That makes it a little bit difficult when you're looking at Brookfield Asset Management. It's like, "Oh, my goodness, $100 billion in debt, this is overlevered." But once you dig into it, you see where the leverage is, how it impacts the company, and it's not as big of a deal as it might seem.
Sciple: Sure. You talked about a lot of this debt being carried down at the subsidiary level. Let's talk a little bit about the relationship between the Brookfield Asset Management parent company and its relationship with the subsidiaries. First off, when you think about investing in Brookfield Asset Management vs. the subsidiaries, how should investors think about that? What are the pros and cons to each, when it comes to whether you want to own the full asset manager itself, or you want to target one of these smaller companies like, say, the renewable energy business or something like that? How does that relationship work out? How should investors think about that?
DiLallo: I would think of Brookfield Asset Management as almost a holding company. It has these four subsidiaries that you have the opportunity to participate in. It's almost like four business units. It's at corporate level, so you have this diversification across these four really interesting businesses. Then, you can almost look at the listed entities as like a pure-play. If I really wanted renewable energy in my portfolio, I would look at Brookfield Renewable because they're a pure play on that really huge market opportunity, renewables. Same thing with Brookfield Infrastructure Partners. There aren't that many infrastructure companies out there. Brookfield Infrastructure is one of the better ones. So that's an opportunity to have this focus.
In addition to that focus, all of their listed entities other than the private equity, they pay really high-yielding distributions. If you're an income investor, that's a great way to get income. That's how I'd look at it. This is a great way to target and make income vs. Brookfield as the overarching play on real property and real assets.
Sciple: Sure. Another follow-up question when we're talking about the relationship between Brookfield Asset Management and its subsidiaries is how Brookfield makes its money is predominantly through management fees when it comes to operating these funds, as well as management fees that it charges to the subsidiaries. We got a question from one of our listeners, Noel Sayers, where he's concerned about how Brookfield Asset Management -- the fees that it charges down to the subsidiaries, it really looks like the fees that a hedge fund is going to charge. They have a base load fee that they'll charge a percentage of assets, as well as a performance-based fee depending on how the subsidiary performs.

→ **Dataset**:
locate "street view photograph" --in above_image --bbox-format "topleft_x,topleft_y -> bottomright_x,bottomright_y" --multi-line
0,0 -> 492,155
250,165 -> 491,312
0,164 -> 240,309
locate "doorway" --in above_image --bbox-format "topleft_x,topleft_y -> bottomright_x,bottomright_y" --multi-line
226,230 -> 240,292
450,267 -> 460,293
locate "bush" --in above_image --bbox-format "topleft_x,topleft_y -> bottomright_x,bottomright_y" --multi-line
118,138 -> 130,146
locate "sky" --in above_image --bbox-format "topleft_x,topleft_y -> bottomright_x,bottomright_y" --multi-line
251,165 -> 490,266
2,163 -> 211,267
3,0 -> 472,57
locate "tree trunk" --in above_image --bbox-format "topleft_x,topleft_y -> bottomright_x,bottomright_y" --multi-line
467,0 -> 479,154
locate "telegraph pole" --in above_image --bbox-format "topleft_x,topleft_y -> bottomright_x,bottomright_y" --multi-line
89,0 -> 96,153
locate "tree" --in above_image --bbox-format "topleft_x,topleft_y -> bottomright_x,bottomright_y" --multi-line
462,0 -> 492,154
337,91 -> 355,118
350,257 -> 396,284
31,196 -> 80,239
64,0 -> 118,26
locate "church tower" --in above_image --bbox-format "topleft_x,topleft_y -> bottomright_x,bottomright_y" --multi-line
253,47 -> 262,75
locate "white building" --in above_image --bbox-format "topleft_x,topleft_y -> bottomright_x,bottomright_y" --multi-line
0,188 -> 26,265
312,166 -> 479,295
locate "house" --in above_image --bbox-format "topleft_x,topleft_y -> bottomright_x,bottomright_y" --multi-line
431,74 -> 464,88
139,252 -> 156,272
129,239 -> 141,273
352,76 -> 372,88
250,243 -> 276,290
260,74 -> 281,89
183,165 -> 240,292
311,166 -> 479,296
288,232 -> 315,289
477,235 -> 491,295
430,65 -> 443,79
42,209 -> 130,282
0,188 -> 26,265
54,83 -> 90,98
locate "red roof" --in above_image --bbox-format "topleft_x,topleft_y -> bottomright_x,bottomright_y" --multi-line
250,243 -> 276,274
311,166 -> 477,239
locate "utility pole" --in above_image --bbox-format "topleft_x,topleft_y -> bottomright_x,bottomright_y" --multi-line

→ **Written problem 1**: List every person named in the Brookfield discussion.
→ **Written problem 2**: Write the next part of the Brookfield Asset Management discussion, picking up after its final sentence.

→ **Exercise output 1**: Sciple, DiLallo, Noel Sayers

→ **Exercise output 2**:
When you look at Brookfield Asset Management, it makes money from fees that it gets from these underlying businesses, as well as it owns a significant stake in those subsidiaries to the point that it really controls the operations. How do you view the potential conflicts? Do you think there are any potential conflicts between the fee structure that Brookfield Asset Management charges to its subsidiaries and the relationship between those entities?
DiLallo: Anytime you have a parent-child relationship with that, there's going to be a conflict of interest. They do a good job of eliminating as much as possible. The fee structure itself is patterned after that two and 20 that you see in hedge funds and private equity. However, it's more of a hybrid between that fee structure and the master limited partner, general partner that you see in the energy midstream, where you have these incentive distribution rights that the master limited partnerships pay to the general partner. It's a way that the parent company makes income off of their child aside from just owning it outright and getting the distributions.
But there's a reason for that. It's justified by the services they provide and the simple things like accounting, HR, and then the deal flow. A company like Brookfield Property Partners wouldn't be able to, on its own, get into some of these investments that we're seeing it able to make, where it's able to take out some really large real estate investment trusts. It bought General Growth, it bought Forest City. This deal flow that Brookfield is able to cultivate and leverage, because they're able to bring on all these institutional partners, and it's able to allow these entities to grow faster and acquire assets that they wouldn't likely have been able to on their own.
So yes, the fees are high compared to what they could be, but the incentives are aligned so that investors in both entities will profit. And Brookfield owns a big chunk. That's different than you find in a lot of hedge funds. Brookfield pours a lot of its own money into these funds. It pours a lot of its money into these entities. That helps align it with investors.
Sciple: Yeah. You look at some of these things that the subsidiaries invest in, Brookfield Asset Management is putting some of their own money in as well. They're aligned, they have skin in the game when it comes to a lot of these projects, both on the asset management level as well as in the subsidiaries.
Let's transition and talk a little bit about these subsidiaries. We mentioned that Brookfield Asset Management, the parent company, a large portion of its revenues come from management fees that it's going to charge to its subsidiaries. When you think about the operations of Brookfield Asset Management, you're really going to want to look through to these smaller companies to understand, like you mentioned, the different operating segments of the business.
The first segment we want to talk about is Brookfield Property Partners, ticker BPY. They launched in 2013. Brookfield claims that this entity has transacted in more properties over the last 25 years than any other business in the world. It has $87 billion in total assets. Matt, can you give us a brief overview of how Brookfield Property Partners invests its assets and what vehicles it's looking for to allocate its capital in the property arena?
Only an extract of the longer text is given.